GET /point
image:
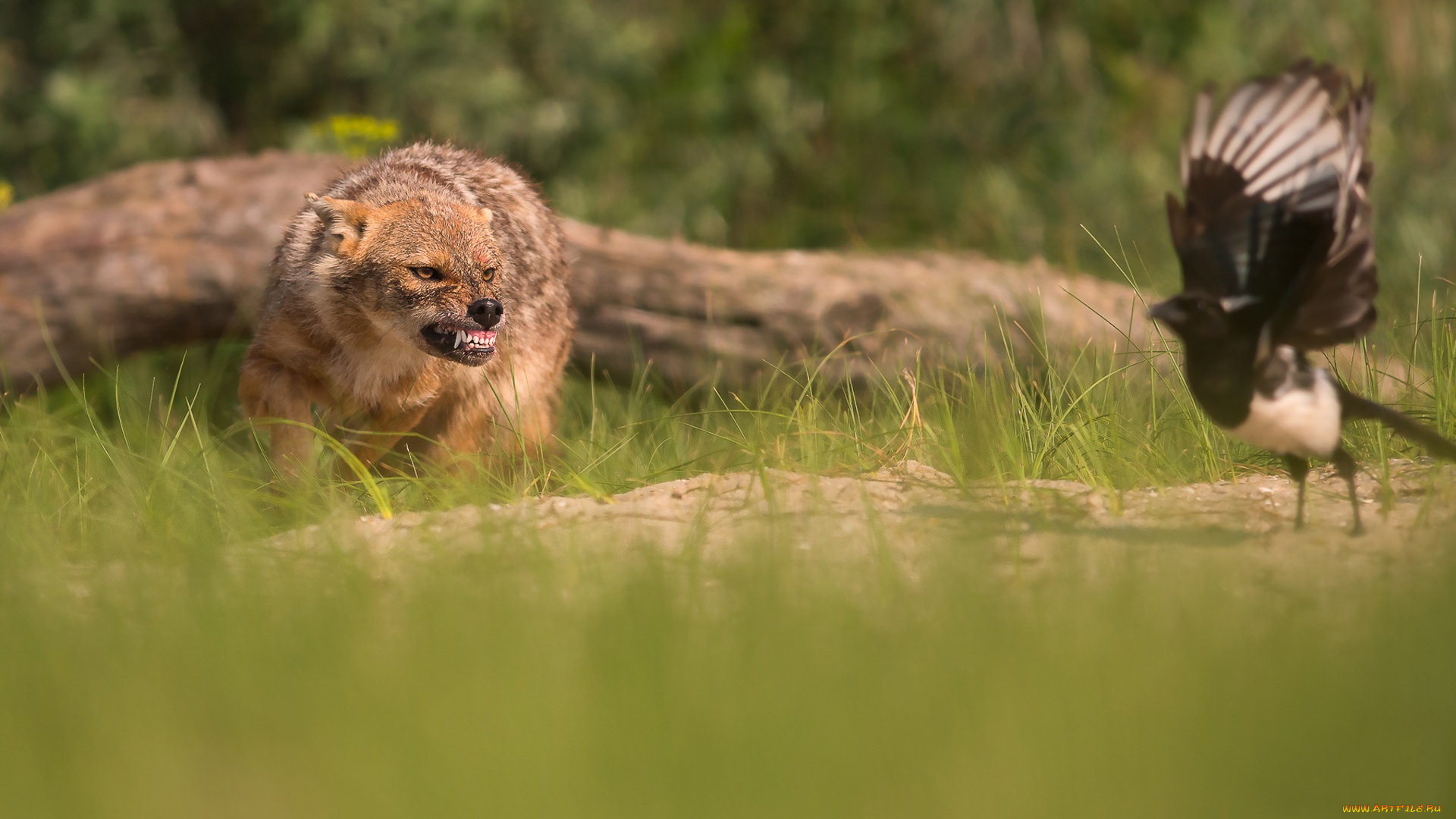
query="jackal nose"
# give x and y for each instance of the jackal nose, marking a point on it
(487, 312)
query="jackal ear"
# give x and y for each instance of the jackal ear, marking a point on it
(344, 222)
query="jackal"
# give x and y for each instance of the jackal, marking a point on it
(424, 292)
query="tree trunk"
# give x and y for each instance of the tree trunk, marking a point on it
(172, 253)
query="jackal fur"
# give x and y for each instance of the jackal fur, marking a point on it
(375, 314)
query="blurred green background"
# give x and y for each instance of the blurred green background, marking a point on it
(999, 126)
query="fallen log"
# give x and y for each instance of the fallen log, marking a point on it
(174, 253)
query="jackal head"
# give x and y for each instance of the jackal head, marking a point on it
(424, 270)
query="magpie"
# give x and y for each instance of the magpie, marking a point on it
(1277, 261)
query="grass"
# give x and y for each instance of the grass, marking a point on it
(155, 661)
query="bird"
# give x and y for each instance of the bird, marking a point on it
(1276, 246)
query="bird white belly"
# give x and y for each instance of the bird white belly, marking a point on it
(1298, 422)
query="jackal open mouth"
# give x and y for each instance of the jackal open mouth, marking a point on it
(463, 344)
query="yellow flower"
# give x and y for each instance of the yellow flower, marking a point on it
(354, 134)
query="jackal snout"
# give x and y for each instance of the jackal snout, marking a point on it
(487, 312)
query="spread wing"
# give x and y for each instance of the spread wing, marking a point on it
(1277, 218)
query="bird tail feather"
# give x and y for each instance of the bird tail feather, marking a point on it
(1353, 407)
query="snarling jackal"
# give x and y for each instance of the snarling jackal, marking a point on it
(421, 297)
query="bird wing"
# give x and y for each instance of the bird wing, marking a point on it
(1277, 219)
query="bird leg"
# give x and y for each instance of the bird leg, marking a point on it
(1299, 471)
(1347, 468)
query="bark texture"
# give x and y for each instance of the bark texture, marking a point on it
(172, 253)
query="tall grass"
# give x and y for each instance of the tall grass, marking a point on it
(158, 661)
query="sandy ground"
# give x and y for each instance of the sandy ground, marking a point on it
(906, 512)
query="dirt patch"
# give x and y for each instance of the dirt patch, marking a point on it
(896, 512)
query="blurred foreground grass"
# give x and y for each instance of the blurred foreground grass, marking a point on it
(156, 661)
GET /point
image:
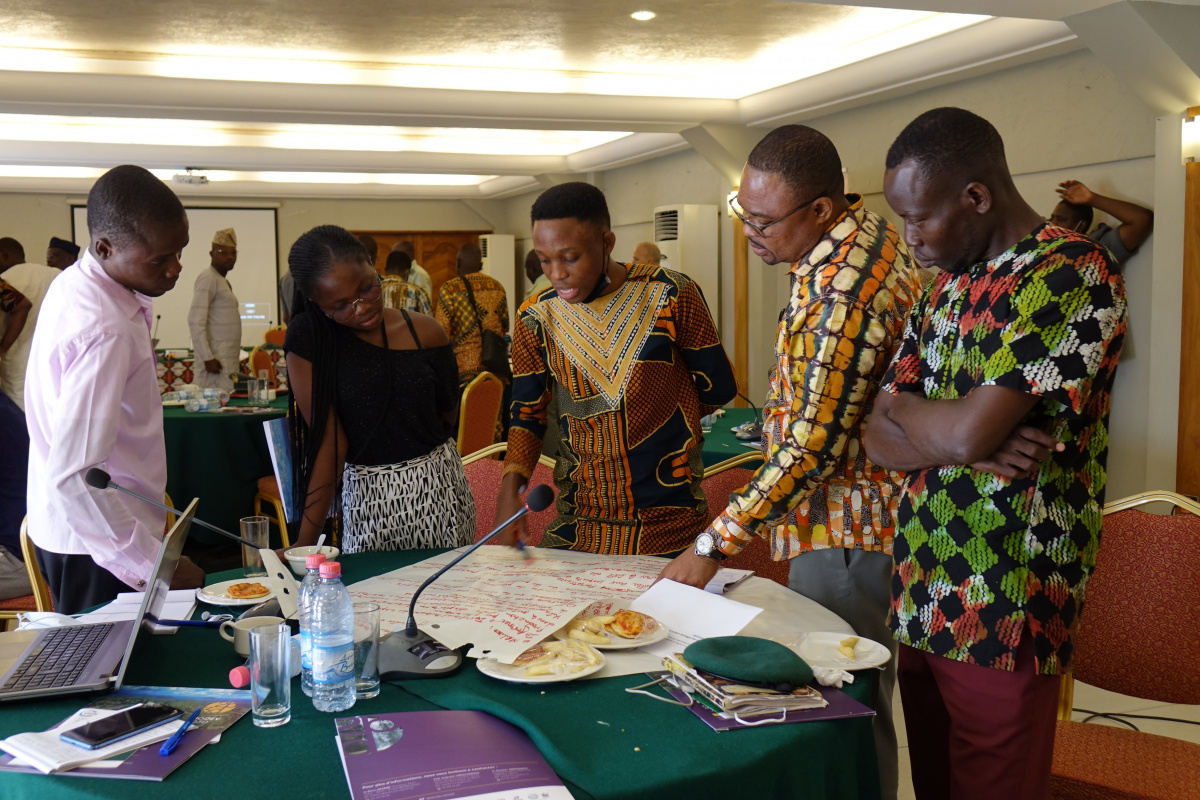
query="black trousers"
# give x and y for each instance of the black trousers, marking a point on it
(78, 583)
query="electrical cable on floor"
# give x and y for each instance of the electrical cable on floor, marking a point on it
(1119, 717)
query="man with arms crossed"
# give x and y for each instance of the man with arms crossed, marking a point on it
(996, 404)
(817, 498)
(91, 398)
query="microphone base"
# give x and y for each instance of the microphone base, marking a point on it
(417, 656)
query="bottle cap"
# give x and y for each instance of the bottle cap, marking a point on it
(239, 677)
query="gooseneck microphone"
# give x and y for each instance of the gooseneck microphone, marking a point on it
(749, 431)
(99, 479)
(407, 653)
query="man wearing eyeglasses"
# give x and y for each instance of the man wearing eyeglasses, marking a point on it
(817, 498)
(215, 319)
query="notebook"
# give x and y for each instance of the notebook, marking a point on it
(91, 657)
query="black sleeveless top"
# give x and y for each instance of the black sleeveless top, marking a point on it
(390, 402)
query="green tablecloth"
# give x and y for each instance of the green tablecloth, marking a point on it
(217, 458)
(601, 740)
(720, 444)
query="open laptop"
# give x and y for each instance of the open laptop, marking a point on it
(93, 657)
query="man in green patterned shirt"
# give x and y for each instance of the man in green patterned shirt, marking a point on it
(996, 404)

▸ **AIM**
Could you repeat all of the material exactly? Pictures should not be copied.

▸ **RESULT FOR THIS TASK**
GET /point
image:
query="jackal nose"
# give x and y for each instance of the jackal nose, marking a point on it
(487, 312)
query="jackal ear"
# give x and y for each instance of the jackal ear, marking a point on it
(344, 222)
query="jackal"
# give x and y for each instance of the jackal, marking a point on it
(424, 292)
query="tree trunk"
# give x and y for each instance of the tree trunk, marking a point on it
(172, 253)
query="jackal fur"
# give x and y for each instance of the jackal fur, marking a point on it
(375, 314)
query="blurred green background"
# give x and y for each instance of the blurred green background, marking a point on it
(999, 126)
query="fallen log"
# give x and y for each instance of the fallen log, marking a point on it
(174, 253)
query="jackal head"
# give x and y for each instance of the jackal head, marking a point on it
(424, 270)
query="magpie"
# give x and y for each instance of the magpie, marking a point on it
(1277, 261)
query="grass"
# give x and y for each instance of the grass, marking a point on it
(155, 661)
query="bird"
# give x and y for each instance of the bird, marking a point on it
(1276, 246)
query="bird white belly"
# give x and y for each instance of the bird white belly, marking a point on it
(1298, 422)
query="jackal open mouth"
# give x and y for each instance of the jackal open mouth, marking a point on it
(463, 344)
query="yellow flower"
# give x and y for each instance of the yellow flower, marking a point on it
(354, 134)
query="jackal snout"
# give x and y for each instance of the jackal snout, marking a point on it
(487, 312)
query="spread wing"
# give x and y for each instance of the spread wing, marking a point on it
(1277, 218)
query="bird tail feather"
# give x and y for each instance of the bird tail feather, marking a point on it
(1353, 407)
query="snarling jackal"
# give x and y for each instance of the snarling jackal, marking a point on it
(421, 297)
query="bird wing"
# give x and y for each instance of the bird wing, marking a point on it
(1277, 219)
query="bird leg"
# give x and y for each instance of the bird leg, marking a point on it
(1299, 471)
(1347, 468)
query="bark texture"
# give x and y for each instance of the bark texture, marking a point on it
(172, 253)
query="tall grass"
# give x and y for each instance of the tall grass, marking a point on it
(158, 661)
query="sandy ground"
# give x and y for each instance of the sandy ground, marking a point on it
(906, 512)
query="dirt patch"
# give x and y for each instance of the dirt patch, marking a point on it
(896, 512)
query="blurred foreground grass"
# give x and y for each instance of the blurred foreground grass, marking a point on it
(156, 661)
GET /point
image:
query="black trousers"
# give x and y for each instance of the black trousers, marking a point on it
(78, 583)
query="electrical cable on floor"
# give x and y for each instance of the electrical cable on floor, marking a point on it
(1119, 717)
query="man with arms crossed"
# give x and y for each instance of the man with arms crossed, marking a point on it
(996, 404)
(817, 498)
(91, 398)
query="microphone base"
# give x and y for each instance of the microphone base, marking a point on it
(417, 656)
query="bottle cap"
# give x and y for each instance of the bottle cap, marking a point on it
(239, 677)
query="gooseneck microphone"
# give x and y for each instance of the gooseneck microphone, marking a point on it
(749, 431)
(99, 479)
(407, 653)
query="man wearing eyeglasses"
# give x and y for each instance of the man wearing eyeglasses, marking a point on it
(817, 498)
(215, 319)
query="notebook"
# give x and y for each instance of the notebook, marking a point on it
(91, 657)
query="black sleeveless top"
# give x and y for each instance of the black sleeveless top, marking a point on it
(390, 402)
query="green tablecloth"
# give x and y for each instance of the green tablecloth, marking a point on it
(217, 458)
(601, 740)
(720, 444)
query="open laptop"
# give x and y for each instance of the open laptop, marking a point on it
(93, 657)
query="man in green patterned shirt"
# give x and y for each instance of the man in green patterned shirt, marking a point on it
(996, 404)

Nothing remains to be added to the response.